-- INPUT start --
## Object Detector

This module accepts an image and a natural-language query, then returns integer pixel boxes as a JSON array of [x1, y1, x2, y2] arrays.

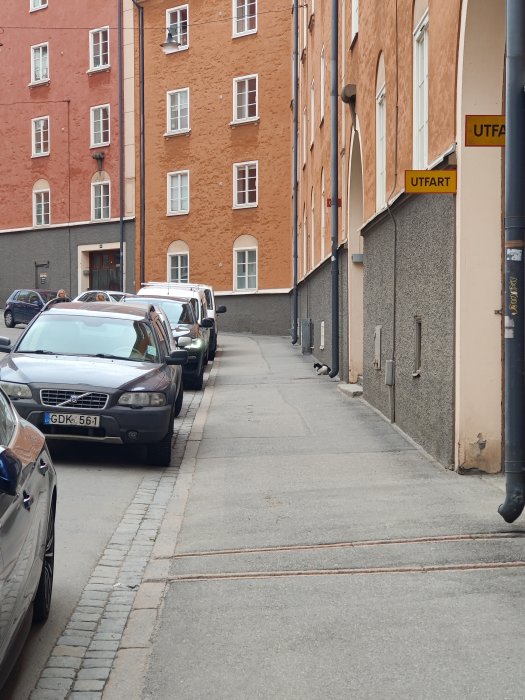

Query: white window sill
[[161, 41, 190, 56], [27, 78, 51, 88], [164, 129, 191, 139], [86, 64, 111, 75], [230, 116, 261, 129]]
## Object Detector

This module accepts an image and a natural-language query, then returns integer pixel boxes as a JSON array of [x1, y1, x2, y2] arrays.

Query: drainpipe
[[292, 0, 299, 345], [498, 0, 525, 523], [132, 0, 146, 284], [328, 0, 339, 378], [117, 0, 125, 292]]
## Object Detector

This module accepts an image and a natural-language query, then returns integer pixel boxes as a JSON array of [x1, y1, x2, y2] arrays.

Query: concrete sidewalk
[[103, 335, 525, 700]]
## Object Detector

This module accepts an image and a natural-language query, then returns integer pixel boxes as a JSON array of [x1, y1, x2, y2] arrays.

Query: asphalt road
[[0, 316, 179, 700]]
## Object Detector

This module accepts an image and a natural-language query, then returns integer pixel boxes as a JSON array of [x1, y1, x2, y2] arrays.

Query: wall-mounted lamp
[[91, 151, 106, 173], [341, 83, 357, 129]]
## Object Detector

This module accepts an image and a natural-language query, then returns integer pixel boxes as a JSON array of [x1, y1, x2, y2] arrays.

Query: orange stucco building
[[136, 0, 292, 330]]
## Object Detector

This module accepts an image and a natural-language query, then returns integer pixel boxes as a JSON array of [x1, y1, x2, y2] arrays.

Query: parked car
[[122, 295, 213, 389], [0, 302, 188, 466], [137, 282, 211, 365], [4, 289, 57, 328], [150, 282, 226, 360], [72, 289, 134, 301], [0, 390, 57, 697]]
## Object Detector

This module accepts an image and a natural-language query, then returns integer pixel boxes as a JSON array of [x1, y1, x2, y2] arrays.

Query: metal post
[[328, 0, 339, 378], [292, 0, 299, 345], [498, 0, 525, 523]]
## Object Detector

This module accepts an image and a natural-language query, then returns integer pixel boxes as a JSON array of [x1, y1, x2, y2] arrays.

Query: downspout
[[292, 0, 299, 345], [117, 0, 125, 292], [328, 0, 339, 379], [132, 0, 146, 284], [498, 0, 525, 523]]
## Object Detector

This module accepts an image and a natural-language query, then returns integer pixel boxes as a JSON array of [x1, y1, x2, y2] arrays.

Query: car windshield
[[16, 313, 160, 362]]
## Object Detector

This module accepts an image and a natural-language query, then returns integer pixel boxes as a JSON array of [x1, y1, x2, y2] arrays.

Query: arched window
[[233, 234, 258, 292], [167, 241, 190, 282], [33, 180, 51, 226]]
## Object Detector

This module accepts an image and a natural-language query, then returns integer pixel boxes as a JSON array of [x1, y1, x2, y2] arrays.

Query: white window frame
[[31, 115, 51, 158], [376, 85, 386, 210], [350, 0, 359, 46], [233, 73, 259, 124], [413, 10, 428, 169], [30, 41, 51, 85], [33, 187, 51, 228], [232, 0, 258, 38], [166, 5, 190, 52], [233, 246, 259, 293], [89, 27, 111, 73], [89, 104, 111, 148], [166, 88, 190, 135], [166, 170, 190, 216], [29, 0, 47, 12], [233, 160, 259, 209], [319, 46, 326, 124], [91, 180, 111, 221]]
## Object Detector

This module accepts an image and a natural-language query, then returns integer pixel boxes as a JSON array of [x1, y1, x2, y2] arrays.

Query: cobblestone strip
[[30, 392, 202, 700]]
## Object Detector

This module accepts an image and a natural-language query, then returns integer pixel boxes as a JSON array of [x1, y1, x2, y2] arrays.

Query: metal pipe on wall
[[328, 0, 339, 378], [498, 0, 525, 523]]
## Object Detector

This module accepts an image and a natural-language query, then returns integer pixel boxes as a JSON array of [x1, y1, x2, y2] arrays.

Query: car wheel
[[4, 311, 15, 328], [33, 504, 55, 622], [146, 411, 175, 467], [175, 379, 184, 418]]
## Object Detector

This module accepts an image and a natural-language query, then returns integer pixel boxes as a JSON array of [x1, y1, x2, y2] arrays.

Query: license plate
[[44, 413, 100, 428]]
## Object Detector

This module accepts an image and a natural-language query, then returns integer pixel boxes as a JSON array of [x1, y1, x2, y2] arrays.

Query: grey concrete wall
[[215, 294, 291, 335], [299, 247, 348, 382], [363, 195, 456, 466], [0, 221, 135, 307]]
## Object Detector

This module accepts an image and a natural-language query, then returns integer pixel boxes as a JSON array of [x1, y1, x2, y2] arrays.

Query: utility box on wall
[[301, 318, 313, 355]]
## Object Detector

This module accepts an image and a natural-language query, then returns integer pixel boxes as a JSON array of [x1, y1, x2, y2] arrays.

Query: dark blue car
[[4, 289, 57, 328]]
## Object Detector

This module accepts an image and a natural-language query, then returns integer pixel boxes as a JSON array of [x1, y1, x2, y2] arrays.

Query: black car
[[4, 289, 57, 328], [0, 390, 57, 694], [122, 295, 213, 389], [0, 302, 187, 466]]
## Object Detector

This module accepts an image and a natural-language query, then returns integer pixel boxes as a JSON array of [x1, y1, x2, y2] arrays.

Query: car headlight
[[118, 391, 166, 406], [0, 382, 32, 399]]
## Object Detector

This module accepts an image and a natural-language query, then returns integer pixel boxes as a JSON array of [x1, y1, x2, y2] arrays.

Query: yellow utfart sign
[[405, 170, 457, 194], [465, 114, 505, 146]]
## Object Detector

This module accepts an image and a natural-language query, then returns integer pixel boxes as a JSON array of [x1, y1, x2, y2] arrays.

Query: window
[[166, 5, 190, 51], [167, 88, 190, 134], [91, 105, 109, 148], [414, 13, 428, 168], [350, 0, 359, 44], [233, 0, 257, 36], [33, 189, 51, 226], [168, 170, 190, 215], [89, 27, 109, 70], [233, 161, 258, 209], [31, 44, 49, 84], [376, 85, 386, 209], [32, 117, 49, 158], [91, 182, 111, 221], [233, 75, 258, 122], [235, 248, 257, 291], [319, 46, 325, 123], [310, 80, 315, 146]]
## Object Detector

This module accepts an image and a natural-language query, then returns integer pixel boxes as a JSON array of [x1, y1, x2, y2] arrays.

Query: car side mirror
[[0, 447, 22, 496], [0, 335, 11, 352], [166, 350, 188, 365]]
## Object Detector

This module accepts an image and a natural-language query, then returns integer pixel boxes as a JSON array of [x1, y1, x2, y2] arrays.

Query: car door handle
[[24, 491, 35, 510]]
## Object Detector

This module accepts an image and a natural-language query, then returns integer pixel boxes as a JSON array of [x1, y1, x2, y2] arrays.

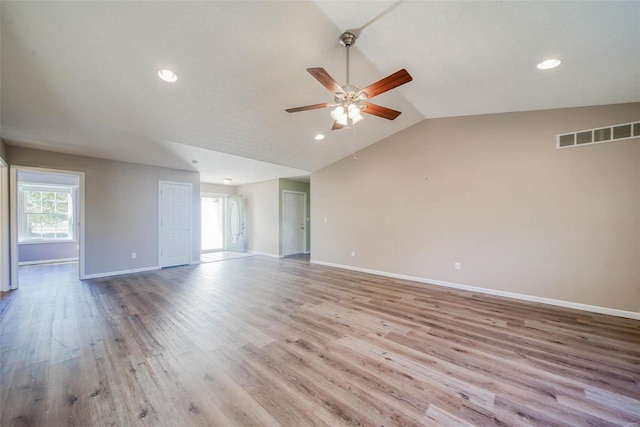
-- INPUT end --
◆ TASK REQUIREMENTS:
Extract every line from the lines above that contains the string "metal", treating case as significant.

◆ WRITTEN SOLUTION:
Query: metal post
Query: metal pipe on wall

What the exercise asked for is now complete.